Task requirements:
Only lines with the string "woman" should be returned from the data below.
- - - -
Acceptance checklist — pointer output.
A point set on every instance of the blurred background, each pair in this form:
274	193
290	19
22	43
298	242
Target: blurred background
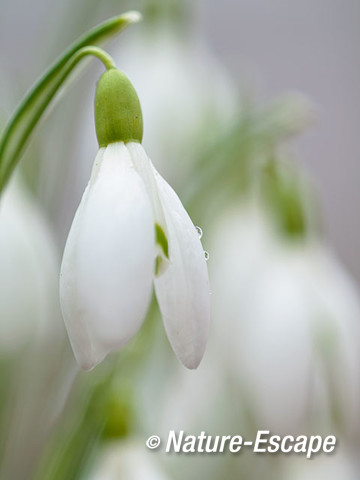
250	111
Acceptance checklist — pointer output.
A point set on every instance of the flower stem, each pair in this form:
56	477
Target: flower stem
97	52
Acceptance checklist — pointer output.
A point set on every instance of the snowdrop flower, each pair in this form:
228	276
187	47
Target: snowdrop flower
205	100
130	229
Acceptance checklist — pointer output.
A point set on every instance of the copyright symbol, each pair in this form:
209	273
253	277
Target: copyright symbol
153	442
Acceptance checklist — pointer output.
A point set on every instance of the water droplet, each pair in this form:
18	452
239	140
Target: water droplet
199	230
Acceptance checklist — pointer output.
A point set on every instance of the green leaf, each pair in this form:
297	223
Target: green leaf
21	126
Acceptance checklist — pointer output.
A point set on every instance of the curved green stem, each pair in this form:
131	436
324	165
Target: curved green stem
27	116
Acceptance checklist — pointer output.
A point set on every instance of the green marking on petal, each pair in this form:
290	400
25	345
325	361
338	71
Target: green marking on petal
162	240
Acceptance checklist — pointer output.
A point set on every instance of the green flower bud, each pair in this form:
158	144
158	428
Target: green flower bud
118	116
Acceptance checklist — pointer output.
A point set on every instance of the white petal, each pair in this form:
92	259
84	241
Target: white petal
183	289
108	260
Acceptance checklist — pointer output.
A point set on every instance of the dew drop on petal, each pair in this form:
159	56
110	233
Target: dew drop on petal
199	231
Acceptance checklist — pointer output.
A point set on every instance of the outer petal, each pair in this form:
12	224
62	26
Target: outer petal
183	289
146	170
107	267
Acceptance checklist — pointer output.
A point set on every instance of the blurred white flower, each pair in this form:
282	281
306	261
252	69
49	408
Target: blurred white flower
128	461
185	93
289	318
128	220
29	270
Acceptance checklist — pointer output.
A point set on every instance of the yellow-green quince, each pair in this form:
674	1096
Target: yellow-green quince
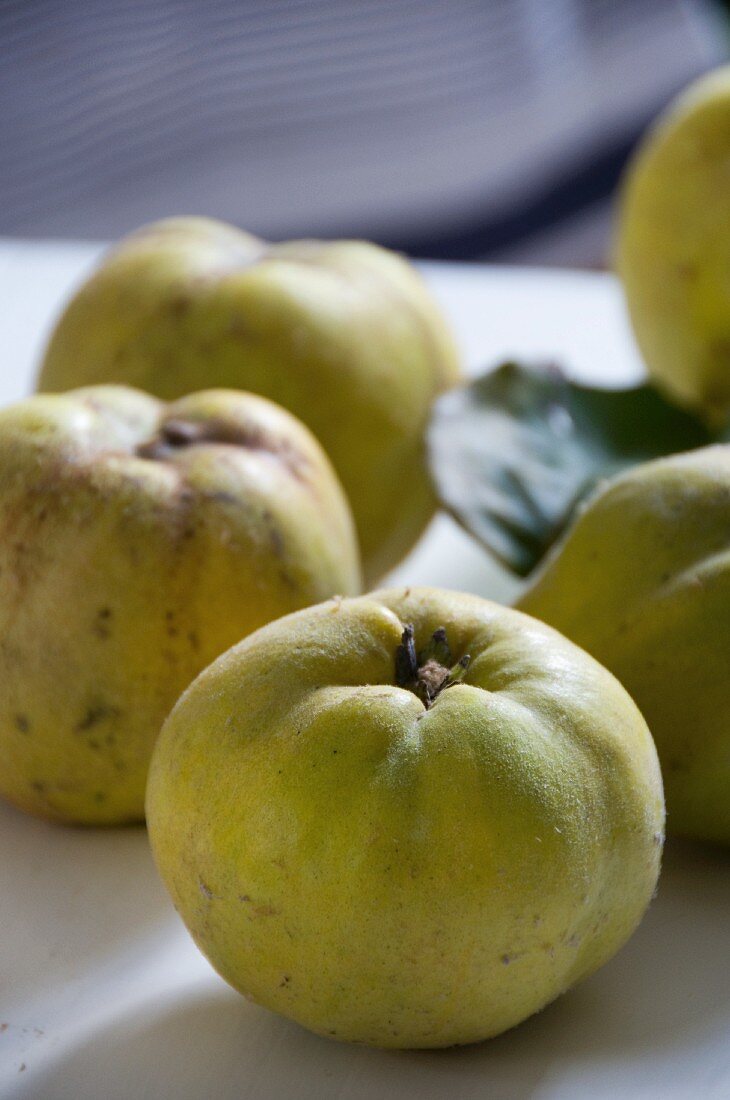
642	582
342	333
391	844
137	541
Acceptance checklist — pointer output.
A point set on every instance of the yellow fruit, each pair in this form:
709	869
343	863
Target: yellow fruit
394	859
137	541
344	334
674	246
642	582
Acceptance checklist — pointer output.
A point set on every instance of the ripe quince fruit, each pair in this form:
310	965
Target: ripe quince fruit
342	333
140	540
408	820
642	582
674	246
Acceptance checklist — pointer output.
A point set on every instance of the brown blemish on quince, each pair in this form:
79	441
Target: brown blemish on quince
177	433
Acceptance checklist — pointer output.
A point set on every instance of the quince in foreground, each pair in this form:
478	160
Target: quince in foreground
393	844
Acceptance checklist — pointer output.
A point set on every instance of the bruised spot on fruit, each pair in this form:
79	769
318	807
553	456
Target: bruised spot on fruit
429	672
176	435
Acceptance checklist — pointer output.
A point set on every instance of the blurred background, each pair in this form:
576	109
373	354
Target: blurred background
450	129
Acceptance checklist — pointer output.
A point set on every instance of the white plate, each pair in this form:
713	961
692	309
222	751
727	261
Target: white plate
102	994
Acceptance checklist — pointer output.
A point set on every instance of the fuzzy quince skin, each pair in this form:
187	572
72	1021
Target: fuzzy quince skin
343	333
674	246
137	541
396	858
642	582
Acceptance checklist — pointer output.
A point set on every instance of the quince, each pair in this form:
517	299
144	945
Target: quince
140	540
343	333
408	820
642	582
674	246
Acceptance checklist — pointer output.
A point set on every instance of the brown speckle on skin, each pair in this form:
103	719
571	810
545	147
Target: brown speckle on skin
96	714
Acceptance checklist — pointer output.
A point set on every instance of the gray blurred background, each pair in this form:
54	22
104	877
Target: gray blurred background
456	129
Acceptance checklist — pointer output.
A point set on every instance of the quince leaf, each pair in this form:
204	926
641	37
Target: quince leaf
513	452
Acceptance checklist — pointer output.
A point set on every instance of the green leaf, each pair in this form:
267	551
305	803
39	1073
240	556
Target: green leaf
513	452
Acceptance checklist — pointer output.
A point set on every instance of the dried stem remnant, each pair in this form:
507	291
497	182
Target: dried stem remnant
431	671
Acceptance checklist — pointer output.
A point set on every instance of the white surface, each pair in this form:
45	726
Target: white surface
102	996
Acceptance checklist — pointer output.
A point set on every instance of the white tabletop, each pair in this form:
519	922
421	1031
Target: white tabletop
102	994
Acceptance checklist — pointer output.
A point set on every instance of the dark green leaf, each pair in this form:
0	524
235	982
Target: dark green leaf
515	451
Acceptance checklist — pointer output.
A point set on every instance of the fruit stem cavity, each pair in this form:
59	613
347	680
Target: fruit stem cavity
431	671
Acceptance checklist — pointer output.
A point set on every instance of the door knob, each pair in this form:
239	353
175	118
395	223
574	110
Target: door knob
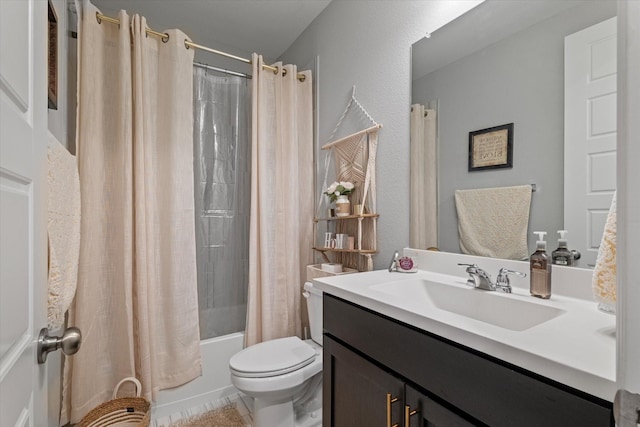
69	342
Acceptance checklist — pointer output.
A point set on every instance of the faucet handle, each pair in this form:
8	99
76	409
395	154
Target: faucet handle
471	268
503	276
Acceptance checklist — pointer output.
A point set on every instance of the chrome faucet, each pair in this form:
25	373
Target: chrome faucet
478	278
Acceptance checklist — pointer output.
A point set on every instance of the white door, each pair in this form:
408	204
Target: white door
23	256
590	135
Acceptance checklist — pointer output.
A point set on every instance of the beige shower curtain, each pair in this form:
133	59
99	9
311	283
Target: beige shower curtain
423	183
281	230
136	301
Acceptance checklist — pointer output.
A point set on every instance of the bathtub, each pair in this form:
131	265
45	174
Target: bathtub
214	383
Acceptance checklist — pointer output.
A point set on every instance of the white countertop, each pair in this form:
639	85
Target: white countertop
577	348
- - - -
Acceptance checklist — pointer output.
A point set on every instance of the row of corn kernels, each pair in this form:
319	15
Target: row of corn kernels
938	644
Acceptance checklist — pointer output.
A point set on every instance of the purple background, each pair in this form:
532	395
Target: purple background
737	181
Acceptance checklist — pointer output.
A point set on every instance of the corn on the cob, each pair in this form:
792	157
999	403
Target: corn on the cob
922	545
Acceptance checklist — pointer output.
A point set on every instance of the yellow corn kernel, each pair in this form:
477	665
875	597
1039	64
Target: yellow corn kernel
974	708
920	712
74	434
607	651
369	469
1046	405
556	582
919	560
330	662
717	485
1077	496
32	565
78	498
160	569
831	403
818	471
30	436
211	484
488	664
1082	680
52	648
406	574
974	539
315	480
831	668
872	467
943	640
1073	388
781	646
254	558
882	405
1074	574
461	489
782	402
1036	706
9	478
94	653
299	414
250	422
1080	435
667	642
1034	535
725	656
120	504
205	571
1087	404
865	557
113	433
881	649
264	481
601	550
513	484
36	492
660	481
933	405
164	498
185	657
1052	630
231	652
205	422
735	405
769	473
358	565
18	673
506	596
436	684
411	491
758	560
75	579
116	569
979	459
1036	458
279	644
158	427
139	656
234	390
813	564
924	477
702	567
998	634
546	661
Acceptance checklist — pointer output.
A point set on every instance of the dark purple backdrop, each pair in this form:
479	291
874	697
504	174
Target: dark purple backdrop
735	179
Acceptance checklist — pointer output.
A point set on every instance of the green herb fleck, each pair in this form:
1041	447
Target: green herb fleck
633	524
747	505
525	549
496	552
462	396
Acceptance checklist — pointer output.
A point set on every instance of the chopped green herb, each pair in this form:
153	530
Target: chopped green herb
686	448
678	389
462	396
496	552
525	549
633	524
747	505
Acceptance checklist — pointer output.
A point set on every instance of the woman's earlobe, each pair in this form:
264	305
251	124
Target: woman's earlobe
- - - -
Solution to the problem:
A point set on every instance of the woman's earlobe, each pair in this form:
Target: woman's earlobe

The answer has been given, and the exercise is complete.